■ Record excerpts ■
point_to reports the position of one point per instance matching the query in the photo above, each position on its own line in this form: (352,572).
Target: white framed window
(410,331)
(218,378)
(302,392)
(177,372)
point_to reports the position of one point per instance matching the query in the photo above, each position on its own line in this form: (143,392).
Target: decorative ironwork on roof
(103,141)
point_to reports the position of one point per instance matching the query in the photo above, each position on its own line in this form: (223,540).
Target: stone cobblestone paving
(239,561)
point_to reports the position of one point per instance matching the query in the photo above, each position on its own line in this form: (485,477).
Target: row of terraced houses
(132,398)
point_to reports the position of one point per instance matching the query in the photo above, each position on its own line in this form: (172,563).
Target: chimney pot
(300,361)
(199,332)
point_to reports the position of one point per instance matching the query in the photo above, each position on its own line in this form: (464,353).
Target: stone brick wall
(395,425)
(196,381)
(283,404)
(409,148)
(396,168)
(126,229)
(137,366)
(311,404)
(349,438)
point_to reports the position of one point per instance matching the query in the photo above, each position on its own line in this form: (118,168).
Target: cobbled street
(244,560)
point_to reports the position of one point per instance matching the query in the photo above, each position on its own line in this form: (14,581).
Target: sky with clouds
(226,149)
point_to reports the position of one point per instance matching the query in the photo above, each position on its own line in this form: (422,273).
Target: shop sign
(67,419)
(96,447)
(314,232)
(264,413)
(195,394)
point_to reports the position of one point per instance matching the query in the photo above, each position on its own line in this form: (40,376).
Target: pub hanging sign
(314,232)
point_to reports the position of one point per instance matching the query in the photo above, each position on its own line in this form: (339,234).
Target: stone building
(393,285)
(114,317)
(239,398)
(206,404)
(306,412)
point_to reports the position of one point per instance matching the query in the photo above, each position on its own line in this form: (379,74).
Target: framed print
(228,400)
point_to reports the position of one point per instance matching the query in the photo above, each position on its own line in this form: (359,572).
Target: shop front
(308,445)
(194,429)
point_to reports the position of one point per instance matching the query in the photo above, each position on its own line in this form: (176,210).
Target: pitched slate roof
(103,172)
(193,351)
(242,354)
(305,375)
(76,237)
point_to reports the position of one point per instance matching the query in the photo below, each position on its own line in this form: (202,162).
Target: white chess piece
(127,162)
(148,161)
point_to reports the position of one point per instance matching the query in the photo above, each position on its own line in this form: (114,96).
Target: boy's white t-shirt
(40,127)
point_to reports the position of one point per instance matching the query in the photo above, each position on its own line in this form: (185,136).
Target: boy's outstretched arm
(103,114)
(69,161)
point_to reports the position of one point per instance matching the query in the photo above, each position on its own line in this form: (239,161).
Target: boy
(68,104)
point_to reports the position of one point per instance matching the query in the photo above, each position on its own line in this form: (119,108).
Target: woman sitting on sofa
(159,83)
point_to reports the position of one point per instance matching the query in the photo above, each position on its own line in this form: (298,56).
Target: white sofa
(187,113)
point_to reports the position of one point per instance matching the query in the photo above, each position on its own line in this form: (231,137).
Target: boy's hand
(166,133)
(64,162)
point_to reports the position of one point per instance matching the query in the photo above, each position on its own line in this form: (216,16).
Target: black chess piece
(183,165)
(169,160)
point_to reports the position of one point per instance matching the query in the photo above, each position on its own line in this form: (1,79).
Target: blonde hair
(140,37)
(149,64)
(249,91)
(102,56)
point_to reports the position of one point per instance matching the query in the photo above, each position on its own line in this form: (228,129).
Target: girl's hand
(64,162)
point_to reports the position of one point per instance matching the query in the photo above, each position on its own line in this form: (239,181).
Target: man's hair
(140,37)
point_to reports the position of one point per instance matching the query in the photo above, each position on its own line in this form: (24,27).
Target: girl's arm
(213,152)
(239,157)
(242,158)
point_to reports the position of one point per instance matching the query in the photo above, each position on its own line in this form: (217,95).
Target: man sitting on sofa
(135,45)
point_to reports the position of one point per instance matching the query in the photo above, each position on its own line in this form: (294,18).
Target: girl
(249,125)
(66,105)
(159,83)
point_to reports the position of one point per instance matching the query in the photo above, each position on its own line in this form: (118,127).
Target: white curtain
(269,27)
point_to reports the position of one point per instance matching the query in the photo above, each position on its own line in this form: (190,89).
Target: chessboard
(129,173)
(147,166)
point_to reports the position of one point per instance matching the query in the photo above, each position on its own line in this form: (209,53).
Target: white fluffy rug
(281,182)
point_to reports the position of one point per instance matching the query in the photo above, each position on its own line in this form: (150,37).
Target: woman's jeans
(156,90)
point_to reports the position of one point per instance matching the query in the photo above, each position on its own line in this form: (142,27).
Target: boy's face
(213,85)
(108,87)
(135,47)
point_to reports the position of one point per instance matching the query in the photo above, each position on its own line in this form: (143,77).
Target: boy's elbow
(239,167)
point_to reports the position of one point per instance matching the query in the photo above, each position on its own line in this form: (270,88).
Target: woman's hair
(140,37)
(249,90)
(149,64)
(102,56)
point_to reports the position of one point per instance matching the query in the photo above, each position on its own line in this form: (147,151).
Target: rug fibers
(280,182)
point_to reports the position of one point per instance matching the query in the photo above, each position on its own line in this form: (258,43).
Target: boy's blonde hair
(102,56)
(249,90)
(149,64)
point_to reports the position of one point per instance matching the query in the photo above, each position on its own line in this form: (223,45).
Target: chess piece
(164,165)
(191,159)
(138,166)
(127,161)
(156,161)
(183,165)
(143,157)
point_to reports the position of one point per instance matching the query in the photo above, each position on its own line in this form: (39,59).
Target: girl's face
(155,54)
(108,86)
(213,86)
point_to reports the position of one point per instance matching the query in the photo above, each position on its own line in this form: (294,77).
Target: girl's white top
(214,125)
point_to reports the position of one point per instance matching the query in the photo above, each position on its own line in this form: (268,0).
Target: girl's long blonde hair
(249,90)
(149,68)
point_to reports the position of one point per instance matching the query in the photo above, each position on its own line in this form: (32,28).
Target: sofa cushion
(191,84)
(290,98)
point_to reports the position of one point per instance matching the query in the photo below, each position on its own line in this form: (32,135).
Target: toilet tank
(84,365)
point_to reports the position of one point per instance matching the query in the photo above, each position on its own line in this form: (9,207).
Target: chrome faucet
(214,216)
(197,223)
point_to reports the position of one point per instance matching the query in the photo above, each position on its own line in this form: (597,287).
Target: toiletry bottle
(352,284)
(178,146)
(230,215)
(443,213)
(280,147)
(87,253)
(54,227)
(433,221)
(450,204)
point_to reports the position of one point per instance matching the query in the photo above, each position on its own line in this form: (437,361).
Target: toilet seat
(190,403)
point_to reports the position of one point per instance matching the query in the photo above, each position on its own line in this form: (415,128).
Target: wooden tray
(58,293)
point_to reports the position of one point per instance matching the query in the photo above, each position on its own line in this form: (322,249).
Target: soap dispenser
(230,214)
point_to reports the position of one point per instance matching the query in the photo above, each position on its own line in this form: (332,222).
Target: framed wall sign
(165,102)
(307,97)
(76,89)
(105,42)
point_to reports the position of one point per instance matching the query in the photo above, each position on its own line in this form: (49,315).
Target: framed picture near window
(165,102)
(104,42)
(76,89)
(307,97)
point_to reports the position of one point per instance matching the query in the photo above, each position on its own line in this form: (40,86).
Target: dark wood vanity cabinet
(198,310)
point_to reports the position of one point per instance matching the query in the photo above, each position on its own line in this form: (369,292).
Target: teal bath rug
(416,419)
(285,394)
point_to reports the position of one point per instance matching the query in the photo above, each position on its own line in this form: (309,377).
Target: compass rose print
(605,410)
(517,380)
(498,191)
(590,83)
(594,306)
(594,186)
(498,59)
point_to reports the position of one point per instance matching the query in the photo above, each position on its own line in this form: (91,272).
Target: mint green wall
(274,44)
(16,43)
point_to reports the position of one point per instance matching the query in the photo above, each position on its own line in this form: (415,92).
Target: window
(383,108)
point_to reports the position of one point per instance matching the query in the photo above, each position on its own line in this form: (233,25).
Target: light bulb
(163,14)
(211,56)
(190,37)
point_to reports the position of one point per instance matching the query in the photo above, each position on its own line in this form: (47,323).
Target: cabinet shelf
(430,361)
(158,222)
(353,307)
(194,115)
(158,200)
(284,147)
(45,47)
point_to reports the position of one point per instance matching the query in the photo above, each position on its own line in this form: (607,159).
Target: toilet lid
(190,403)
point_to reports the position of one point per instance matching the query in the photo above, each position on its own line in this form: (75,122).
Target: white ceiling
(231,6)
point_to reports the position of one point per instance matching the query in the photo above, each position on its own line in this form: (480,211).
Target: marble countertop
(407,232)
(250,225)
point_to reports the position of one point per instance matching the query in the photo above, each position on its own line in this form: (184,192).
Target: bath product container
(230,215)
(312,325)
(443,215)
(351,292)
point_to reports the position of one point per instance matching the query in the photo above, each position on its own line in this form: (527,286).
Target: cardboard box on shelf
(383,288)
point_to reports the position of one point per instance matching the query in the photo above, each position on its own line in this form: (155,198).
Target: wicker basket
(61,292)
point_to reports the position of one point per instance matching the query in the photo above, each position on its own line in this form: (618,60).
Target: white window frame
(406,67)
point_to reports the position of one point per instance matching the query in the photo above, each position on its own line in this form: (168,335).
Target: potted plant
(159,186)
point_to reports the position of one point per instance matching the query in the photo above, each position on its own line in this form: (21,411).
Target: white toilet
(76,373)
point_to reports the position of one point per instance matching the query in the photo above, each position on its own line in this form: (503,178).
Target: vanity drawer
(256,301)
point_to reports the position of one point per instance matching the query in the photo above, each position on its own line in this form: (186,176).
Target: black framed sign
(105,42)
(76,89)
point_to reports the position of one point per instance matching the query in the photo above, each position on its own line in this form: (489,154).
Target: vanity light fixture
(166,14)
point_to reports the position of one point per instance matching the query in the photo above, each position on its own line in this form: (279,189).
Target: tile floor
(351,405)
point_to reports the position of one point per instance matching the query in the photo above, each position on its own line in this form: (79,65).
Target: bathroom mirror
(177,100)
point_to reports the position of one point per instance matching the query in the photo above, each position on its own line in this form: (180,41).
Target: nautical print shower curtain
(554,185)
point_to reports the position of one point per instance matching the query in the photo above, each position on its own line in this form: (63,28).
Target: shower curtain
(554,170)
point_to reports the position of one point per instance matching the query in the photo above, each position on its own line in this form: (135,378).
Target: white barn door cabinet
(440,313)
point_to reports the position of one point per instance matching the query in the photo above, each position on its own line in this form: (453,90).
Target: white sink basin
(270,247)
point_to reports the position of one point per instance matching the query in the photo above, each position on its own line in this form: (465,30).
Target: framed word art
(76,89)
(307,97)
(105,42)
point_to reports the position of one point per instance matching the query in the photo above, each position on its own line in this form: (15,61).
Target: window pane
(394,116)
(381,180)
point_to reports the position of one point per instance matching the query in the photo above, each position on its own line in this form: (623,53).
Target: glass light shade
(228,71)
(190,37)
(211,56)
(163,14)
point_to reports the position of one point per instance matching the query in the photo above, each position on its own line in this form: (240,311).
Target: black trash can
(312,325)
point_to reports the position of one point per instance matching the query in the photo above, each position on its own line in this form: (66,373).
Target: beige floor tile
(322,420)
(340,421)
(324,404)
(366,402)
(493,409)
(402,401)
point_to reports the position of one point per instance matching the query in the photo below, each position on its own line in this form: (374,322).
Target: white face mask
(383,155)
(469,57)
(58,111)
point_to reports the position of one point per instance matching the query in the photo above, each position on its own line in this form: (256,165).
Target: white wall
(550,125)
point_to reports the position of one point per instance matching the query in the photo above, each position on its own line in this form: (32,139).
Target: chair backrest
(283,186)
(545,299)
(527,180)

■ Do this ■
Starting with the line that contains "this form: (15,61).", print each line through the last one in the listing. Include both end lines and add nothing.

■ Written solution ■
point_to reports the position of one point per instance matching the query in the photo above, each position on its own line in this form: (15,61).
Target: window pane
(394,116)
(381,180)
point_to reports the position of one point per instance matching the query in the photo above, each position on its own line in this form: (623,53).
Target: glass light shade
(228,71)
(190,37)
(211,56)
(163,14)
point_to reports the position of one point per instance matching the query in the photo above, each position on its own line in this form: (240,311).
Target: black trash can
(312,325)
point_to reports the position of one point per instance matching the query in the photo above, each position on its own line in this form: (66,373).
Target: beige floor tile
(322,420)
(340,421)
(324,404)
(366,402)
(493,409)
(402,401)
point_to reports the position of one point per instance matching the query in the photo below, each position on its own line in this form: (374,322).
Target: white face mask
(383,155)
(469,57)
(58,111)
point_to reports the position of one point per instance matching the query in the photo above, each position on its own line in this form: (256,165).
Target: white wall
(550,125)
point_to reports the position of one point per instance matching the query in the photo above, each position on its own line in this form: (32,139).
Target: chair backrest
(283,186)
(545,299)
(527,180)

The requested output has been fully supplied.